> _Lesetext_:
>>>>>

Bürgerkrieg in Österreich

Geschichte in Geschichten verpackt

Rauch steigt während eines Straßenkampfes in Wien Anfang 1934 auf.
Straßenkampf in Wien. © picture-alliance/ dpa
Von Stefan May · 19.02.2014
Insgesamt 40 Erzählungen und Romanausschnitte dokumentieren den österreichischen Bürgerkrieg im Februar 1934. Was der Geschichtsunterricht in den vergangenen Jahrzehnten peinlich ausgespart hat, holen die Herausgeber mit diesem Buch nach.
Ein Bild, das in mehreren Erzählungen der Anthologie wiederkehrt: Wintergraue, leere Wiener Straßen, in denen verlassene Straßenbahnen stehen, Armeelastwagen rumpeln dahin, vereinzelt fallen Schüsse. 12. Februar 1934: Bürgerkrieg in Österreich, sozialdemokratische Schutzbündler haben sich in Arbeiterheimen und Gemeindebauten verbarrikadiert und schießen auf Heimwehr und Bundesheer des autoritären Staates unter Bundeskanzler Engelbert Dollfuss, um ihre Entwaffnung zu verhindern.
Noch etwas kehrt in den überraschend zahlreichen Erzählungen über die drei Bürgerkriegstage in Österreich wieder: Die Verzweiflung und Enttäuschung der sozialdemokratischen Basis mit ihren Vertretern an der Spitze, mit deren Zuwarten und Lavieren. Während die oben entschlusslos sind, reißt denen unten die Geduld. Doch nicht allen: Viele wollen weiter auf Weisungen warten, zögern genauso wie die Führung. Der Generalstreik bricht zusammen, der Widerstand ist am 15. Februar gebrochen.
Jene Zeit erscheint uns heute auf bestimmte Weise nahe, weil sich zwei Lager feindlich gegenüberstanden, deren Nachfolger sich die Republik Österreich seit Jahrzehnten einvernehmlich und geräuschlos aufteilen. Je nach Lager empfindet man auch heute noch die Gemeindebauten der 20er- und 30er-Jahre als zukunftsweisenden Wurf für soziales, menschenwürdiges Wohnen, oder folgt der alten Behauptung, sie seien erkennbar als Festungen errichtet worden, um im Fall der Fälle aus Schießscharten und Beobachtungsluken feuern zu können.
Frustrierter Adel sehnt sich nach Genugtuung
Dennoch hat 1934 weniger Verbindung zum heute als Prägung durch dessen jüngste Vergangenheit: der Erste Weltkrieg ist erst 15 Jahre vorüber, die Traumatisierung noch frisch: Frustrierter Adel sehnt sich nach Genugtuung, untätig gewordene Offiziere warten auf Revanche für erlittene Schmach, Revolutionäre träumen von einer anderen Gesellschaft, Demokratie ist ein Vokabel ohne Klang, der Griff zur Waffe zwecks Konfliktlösung und Positionsbestimmung ein noch vertrauter Reflex und nicht so gedankenfern wie unserer Gesellschaft heute.

<<<<<

> _Datenauszug_:
>>>>>

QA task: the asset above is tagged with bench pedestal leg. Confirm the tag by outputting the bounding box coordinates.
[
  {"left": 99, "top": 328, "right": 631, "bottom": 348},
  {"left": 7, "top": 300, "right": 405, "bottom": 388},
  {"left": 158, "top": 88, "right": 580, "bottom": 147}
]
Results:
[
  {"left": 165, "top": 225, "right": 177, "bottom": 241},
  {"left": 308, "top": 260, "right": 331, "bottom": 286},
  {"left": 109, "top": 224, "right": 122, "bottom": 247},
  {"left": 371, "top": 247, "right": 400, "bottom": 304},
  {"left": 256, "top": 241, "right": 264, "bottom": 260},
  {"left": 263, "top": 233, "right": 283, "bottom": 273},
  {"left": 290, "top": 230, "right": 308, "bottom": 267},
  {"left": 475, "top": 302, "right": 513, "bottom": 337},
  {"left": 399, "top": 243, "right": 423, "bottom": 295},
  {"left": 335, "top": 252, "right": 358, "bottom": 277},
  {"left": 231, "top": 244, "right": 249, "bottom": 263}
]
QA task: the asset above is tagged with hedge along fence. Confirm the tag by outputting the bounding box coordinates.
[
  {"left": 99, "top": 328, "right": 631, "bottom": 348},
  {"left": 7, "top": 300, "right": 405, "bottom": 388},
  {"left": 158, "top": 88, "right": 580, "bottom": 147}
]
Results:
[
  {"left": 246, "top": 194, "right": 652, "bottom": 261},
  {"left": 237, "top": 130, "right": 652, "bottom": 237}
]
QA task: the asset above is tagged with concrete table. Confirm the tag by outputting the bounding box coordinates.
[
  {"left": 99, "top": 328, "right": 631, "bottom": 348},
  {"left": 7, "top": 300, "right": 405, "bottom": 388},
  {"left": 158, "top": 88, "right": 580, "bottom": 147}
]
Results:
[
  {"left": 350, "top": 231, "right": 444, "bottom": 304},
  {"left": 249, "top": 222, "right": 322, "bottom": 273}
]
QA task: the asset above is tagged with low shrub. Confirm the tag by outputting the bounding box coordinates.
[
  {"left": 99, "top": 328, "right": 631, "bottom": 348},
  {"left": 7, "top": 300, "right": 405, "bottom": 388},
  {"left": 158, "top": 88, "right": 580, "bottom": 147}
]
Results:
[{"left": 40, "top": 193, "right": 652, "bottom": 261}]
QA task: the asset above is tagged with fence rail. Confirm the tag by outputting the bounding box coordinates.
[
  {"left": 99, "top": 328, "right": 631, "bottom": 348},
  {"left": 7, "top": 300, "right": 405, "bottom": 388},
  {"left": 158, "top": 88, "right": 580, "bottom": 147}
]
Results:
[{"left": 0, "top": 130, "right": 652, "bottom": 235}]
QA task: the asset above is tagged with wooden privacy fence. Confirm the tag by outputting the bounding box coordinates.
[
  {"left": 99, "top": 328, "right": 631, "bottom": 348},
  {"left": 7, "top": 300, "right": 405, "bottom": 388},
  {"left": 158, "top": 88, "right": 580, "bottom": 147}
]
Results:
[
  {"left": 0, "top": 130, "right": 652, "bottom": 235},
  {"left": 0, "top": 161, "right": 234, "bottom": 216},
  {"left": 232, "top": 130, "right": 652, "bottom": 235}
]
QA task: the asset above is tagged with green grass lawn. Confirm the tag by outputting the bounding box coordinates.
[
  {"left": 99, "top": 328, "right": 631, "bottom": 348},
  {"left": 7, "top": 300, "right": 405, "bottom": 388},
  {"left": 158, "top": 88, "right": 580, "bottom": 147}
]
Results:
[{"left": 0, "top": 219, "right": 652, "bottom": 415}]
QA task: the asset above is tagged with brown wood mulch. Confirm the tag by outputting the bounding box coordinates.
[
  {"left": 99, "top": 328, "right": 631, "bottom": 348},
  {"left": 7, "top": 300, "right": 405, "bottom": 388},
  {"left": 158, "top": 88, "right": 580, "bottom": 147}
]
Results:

<<<<<

> _Aufgabe 1_:
Beantworte die folgenden Fragen anhand des Lesetextes.
(a) Wie viele Erzählungen und Romanausschnitte dokumentieren den österreichischen Bürgerkrieg?
(b) An welchem Tag ist der Widerstand gebrochen?
(c) Wie viele Jahre ist der Erste Weltkrieg im Jahr 1934 vorüber?
> _Aufgabe 2_:
Stimmen die folgenden Aussagen mit dem Lesetext überein? Antworte jeweils mit Ja oder Nein und belege die Antwort mit einem wörtlichen Zitat.
(a) Die Schutzbündler schießen, um ihre Entwaffnung zu verhindern.
(b) Der Generalstreik hat Erfolg.
(c) An der sozialdemokratischen Basis verlieren alle die Geduld.
> _Aufgabe 3_: Gib den Abschnitt des Lesetextes wortgetreu wieder, der bei „Geschichte in Geschichten“ beginnt und mit „Entwaffnung zu verhindern.“ endet.

> _Lösung 1_:
(a) Insgesamt 40.
(b) Am 15. Februar.
(c) Erst 15 Jahre.

> _Lösung 2_:
(a) Ja: „schießen auf Heimwehr und Bundesheer des autoritären Staates unter Bundeskanzler Engelbert Dollfuss, um ihre Entwaffnung zu verhindern“
(b) Nein: „Der Generalstreik bricht zusammen“
(c) Nein: „Doch nicht allen: Viele wollen weiter auf Weisungen warten“

> _Lösung 3_:
Geschichte in Geschichten verpackt

Rauch steigt während eines Straßenkampfes in Wien Anfang 1934 auf.
Straßenkampf in Wien. © picture-alliance/ dpa
Von Stefan May · 19.02.2014
Insgesamt 40 Erzählungen und Romanausschnitte dokumentieren den österreichischen Bürgerkrieg im Februar 1934. Was der Geschichtsunterricht in den vergangenen Jahrzehnten peinlich ausgespart hat, holen die Herausgeber mit diesem Buch nach.
Ein Bild, das in mehreren Erzählungen der Anthologie wiederkehrt: Wintergraue, leere Wiener Straßen, in denen verlassene Straßenbahnen stehen, Armeelastwagen rumpeln dahin, vereinzelt fallen Schüsse. 12. Februar 1934: Bürgerkrieg in Österreich, sozialdemokratische Schutzbündler haben sich in Arbeiterheimen und Gemeindebauten verbarrikadiert und schießen auf Heimwehr und Bundesheer des autoritären Staates unter Bundeskanzler Engelbert Dollfuss, um ihre Entwaffnung zu verhindern.